» **STORED ROWS**

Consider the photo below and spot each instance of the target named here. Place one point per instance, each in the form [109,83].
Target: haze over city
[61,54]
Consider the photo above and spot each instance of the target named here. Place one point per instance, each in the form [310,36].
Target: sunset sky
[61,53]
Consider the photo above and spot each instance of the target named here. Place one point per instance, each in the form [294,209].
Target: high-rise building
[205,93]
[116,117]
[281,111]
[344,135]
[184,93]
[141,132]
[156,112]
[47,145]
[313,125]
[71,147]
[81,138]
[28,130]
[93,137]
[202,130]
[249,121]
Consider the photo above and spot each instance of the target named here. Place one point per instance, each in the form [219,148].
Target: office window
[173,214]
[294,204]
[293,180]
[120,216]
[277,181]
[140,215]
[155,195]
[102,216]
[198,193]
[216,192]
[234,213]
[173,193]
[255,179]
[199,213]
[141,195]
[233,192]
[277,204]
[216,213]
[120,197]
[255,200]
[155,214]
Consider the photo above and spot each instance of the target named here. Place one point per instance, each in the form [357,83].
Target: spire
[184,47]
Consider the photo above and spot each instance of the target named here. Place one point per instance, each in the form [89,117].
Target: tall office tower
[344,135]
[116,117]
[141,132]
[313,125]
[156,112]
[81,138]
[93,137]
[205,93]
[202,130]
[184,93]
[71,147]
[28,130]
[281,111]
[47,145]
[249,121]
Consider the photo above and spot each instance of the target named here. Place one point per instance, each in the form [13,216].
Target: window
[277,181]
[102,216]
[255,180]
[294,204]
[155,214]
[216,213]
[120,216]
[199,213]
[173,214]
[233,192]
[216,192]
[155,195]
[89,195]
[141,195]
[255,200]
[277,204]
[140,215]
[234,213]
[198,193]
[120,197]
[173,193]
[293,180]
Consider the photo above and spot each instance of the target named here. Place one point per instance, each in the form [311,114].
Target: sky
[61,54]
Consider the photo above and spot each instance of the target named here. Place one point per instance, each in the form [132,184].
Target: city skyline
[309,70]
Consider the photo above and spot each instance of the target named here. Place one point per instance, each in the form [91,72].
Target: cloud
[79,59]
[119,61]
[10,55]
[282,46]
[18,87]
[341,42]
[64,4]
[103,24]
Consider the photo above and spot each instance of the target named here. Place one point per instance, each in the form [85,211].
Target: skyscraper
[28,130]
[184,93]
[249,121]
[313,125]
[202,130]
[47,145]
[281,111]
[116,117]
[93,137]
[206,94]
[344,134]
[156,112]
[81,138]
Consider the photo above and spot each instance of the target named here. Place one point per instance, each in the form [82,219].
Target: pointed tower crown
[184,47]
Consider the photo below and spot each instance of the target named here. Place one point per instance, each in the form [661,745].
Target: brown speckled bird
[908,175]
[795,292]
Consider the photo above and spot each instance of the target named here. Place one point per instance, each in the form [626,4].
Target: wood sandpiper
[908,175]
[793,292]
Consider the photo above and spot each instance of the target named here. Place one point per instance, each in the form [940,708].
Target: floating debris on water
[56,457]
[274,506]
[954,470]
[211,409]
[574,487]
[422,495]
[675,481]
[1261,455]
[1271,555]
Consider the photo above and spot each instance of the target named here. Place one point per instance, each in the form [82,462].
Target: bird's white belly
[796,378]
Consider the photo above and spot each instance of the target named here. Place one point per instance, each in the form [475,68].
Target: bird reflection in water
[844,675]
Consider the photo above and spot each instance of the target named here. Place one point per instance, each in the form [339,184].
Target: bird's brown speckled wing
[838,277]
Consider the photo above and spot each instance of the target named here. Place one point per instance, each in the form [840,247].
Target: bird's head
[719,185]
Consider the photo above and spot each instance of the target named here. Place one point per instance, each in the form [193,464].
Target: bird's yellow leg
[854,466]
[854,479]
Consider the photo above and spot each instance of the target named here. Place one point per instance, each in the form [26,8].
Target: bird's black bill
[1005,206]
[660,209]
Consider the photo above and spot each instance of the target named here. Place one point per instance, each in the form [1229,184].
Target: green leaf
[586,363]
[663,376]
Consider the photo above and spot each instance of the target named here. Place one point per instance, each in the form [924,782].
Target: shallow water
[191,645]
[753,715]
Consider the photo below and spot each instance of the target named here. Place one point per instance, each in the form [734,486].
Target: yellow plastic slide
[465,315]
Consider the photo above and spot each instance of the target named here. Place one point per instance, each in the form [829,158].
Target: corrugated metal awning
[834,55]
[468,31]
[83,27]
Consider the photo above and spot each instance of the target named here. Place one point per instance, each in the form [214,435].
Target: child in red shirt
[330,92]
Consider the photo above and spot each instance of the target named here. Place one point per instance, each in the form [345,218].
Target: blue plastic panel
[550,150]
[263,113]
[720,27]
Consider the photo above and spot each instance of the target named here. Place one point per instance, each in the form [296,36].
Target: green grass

» **OBJECTIVE**
Copy out all of the records above word for word, line by line, with nothing changed.

» **FULL RESPONSE**
Consider the photo below and spot each instance of the target named here. Place one point per instance, each in the form [109,83].
Target: haze over city
[61,54]
Consider the photo above and spot each instance of the target named here. Place one point per instance, each in the form [310,36].
Target: sunset sky
[61,53]
Consider the photo above and spot each instance of the target named here. Place one point per instance, each in the form [294,209].
Target: high-rise building
[205,93]
[116,117]
[281,111]
[344,135]
[184,93]
[141,132]
[156,112]
[47,145]
[313,125]
[71,147]
[81,138]
[28,130]
[93,137]
[202,130]
[249,121]
Consider the photo above and spot each instance of the target named here. Place one point per instance, each in the form [219,148].
Target: office window
[173,214]
[294,204]
[293,180]
[120,216]
[277,181]
[140,215]
[155,195]
[102,216]
[198,193]
[216,192]
[234,213]
[173,193]
[255,179]
[199,213]
[141,195]
[233,192]
[277,204]
[216,213]
[120,197]
[255,200]
[155,214]
Consider the photo above and spot each instance of the target named here. Place one point per instance, each in the form [357,83].
Target: spire
[184,47]
Consider the photo above and spot each instance of the target named here. Place one point per instance, each in the form [89,117].
Target: tall office tower
[344,135]
[116,117]
[141,132]
[313,125]
[156,112]
[81,138]
[93,137]
[205,93]
[202,130]
[184,93]
[71,147]
[28,130]
[281,111]
[47,145]
[249,121]
Consider the photo above and spot each instance of the target named here. Place one point per instance, each in the form [13,216].
Target: window
[277,181]
[102,216]
[255,180]
[294,204]
[155,214]
[216,213]
[120,216]
[199,213]
[173,214]
[233,192]
[216,192]
[155,195]
[89,195]
[141,195]
[255,200]
[277,204]
[140,215]
[234,213]
[198,193]
[120,197]
[173,193]
[293,180]
Consider the photo above and spot each instance of the target named here. Place one point per instance, each in the form [311,114].
Target: sky
[61,54]
Consider the photo above and spot each instance of the target named here. Place one point per instance, each in the form [132,184].
Target: city skyline
[309,70]
Consider the photo above and spot each instance of the target named here. Place one point per instance, each in the form [91,72].
Target: cloud
[79,59]
[119,61]
[10,55]
[282,46]
[18,87]
[341,42]
[64,4]
[103,24]
Consider the photo above and spot each instance of the target named here. Place one point per instance, each in the form [85,211].
Target: skyscraper
[28,130]
[184,93]
[249,121]
[313,125]
[202,130]
[47,145]
[281,111]
[116,117]
[93,137]
[206,94]
[344,134]
[156,112]
[81,138]
Consider the photo above and spot each instance of the target named here. Place one point per instance, each in the form [82,219].
Target: pointed tower crown
[184,47]
Consider the photo below and spot each instance of the target named here. Place one point per instance, each in the form [661,745].
Target: brown speckled bird
[908,175]
[795,292]
Consider the photo above and spot each instance of the target named here. Place one point per instance, each in the form [626,4].
Target: wood sandpiper
[908,175]
[793,292]
Consider the photo above and spot each instance of the target named here. Place one point per instance, each in the form [940,708].
Target: floating debris on water
[56,457]
[274,506]
[954,470]
[211,409]
[574,487]
[422,495]
[675,481]
[1261,455]
[1271,555]
Consider the photo above and spot each instance of the target named here. Place one point per instance, each in the form [82,462].
Target: bird's white belly
[796,378]
Consider the photo above and spot each instance of the target named here. Place one point per instance, each in the form [475,68].
Target: bird reflection in water
[844,675]
Consider the photo above and spot each instance of the target named here. Place one point per instance, each in the form [339,184].
Target: bird's brown speckled wing
[838,277]
Consider the photo above and spot each instance of the target named here. Place one point per instance, each in the form [840,247].
Target: bird's head
[719,185]
Consider the photo above and spot each instance of the target named here. Place one point per instance, each in the form [193,464].
Target: bird's yellow leg
[854,466]
[854,479]
Consider the photo above and spot each instance of the target named here. Place one point per instance, each in the form [26,8].
Target: bird's black bill
[1005,206]
[660,209]
Consider the photo above and spot each instance of the target named here. Place one point per instance, each in the form [1229,184].
Target: green leaf
[586,363]
[663,376]
Consider the photo above and spot each instance of the target named here. Place one point per instance, each in the form [924,782].
Target: shallow water
[191,645]
[753,715]
Consider the photo below and spot each instance of the target named here. Place one point per instance, each in the form [734,486].
Target: yellow plastic slide
[465,315]
Consider the photo above and spot each instance of the target named here. Place one point per instance, each in the form [829,158].
Target: corrugated metal awning
[834,55]
[468,31]
[83,27]
Consider the photo above and spot each instance of the target named here. Place one point per instance, each in the form [214,435].
Target: child in red shirt
[330,92]
Consider the photo above and spot each instance of the target named here. Place one point per instance, each in the form [345,218].
Target: blue plastic panel
[550,150]
[263,113]
[720,27]
Consider the photo above and spot each instance of the target named here. Place one point per instance, each in the form [296,36].
Target: green grass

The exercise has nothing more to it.